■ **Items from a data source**
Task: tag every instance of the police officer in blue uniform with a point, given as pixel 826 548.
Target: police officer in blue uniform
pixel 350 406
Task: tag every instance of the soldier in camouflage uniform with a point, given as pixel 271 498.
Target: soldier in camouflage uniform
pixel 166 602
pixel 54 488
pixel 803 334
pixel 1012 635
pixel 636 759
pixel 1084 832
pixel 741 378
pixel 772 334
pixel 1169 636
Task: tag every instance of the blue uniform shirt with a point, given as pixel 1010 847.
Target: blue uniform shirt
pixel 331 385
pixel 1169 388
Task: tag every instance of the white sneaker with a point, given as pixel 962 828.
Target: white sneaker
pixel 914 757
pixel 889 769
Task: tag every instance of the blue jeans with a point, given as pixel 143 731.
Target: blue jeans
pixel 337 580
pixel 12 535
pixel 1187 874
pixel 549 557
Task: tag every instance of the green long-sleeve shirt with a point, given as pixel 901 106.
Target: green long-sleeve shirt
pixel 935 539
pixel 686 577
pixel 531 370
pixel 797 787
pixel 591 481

--

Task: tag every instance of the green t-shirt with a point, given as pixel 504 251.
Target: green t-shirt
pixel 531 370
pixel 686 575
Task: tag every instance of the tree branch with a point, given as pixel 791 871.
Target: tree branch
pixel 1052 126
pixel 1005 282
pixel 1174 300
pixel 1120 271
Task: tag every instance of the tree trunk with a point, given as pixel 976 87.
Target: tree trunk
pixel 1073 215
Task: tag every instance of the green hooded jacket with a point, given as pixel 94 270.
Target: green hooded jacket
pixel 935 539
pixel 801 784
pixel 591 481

■ **What you have to do**
Select each line of the listing above that contains the word "with", and copy those lines as they appear.

■ **Answer below**
Task: tag every instance of the police officer in blue uniform with a point, given as pixel 826 548.
Task: tag every instance of the soldier in camouflage uniform with a point, given as pixel 271 498.
Task: tag every instance of the blue uniform shirt with a point, given as pixel 1010 847.
Task: tag every instance of the white sneaker with a point, given as pixel 962 828.
Task: tag every instance of the blue jeans with a point, given as pixel 143 731.
Task: tag every instance of the green long-sleeve shirt with a point, given as pixel 901 106.
Task: tag every instance of the green t-shirt with a point, given as pixel 504 251.
Task: tag every instance of the tree branch with a point, given as pixel 791 871.
Task: tag every instance of the tree trunk with a point, given as pixel 976 87.
Task: tag every instance of the green hooded jacket with a point, given as pixel 94 270.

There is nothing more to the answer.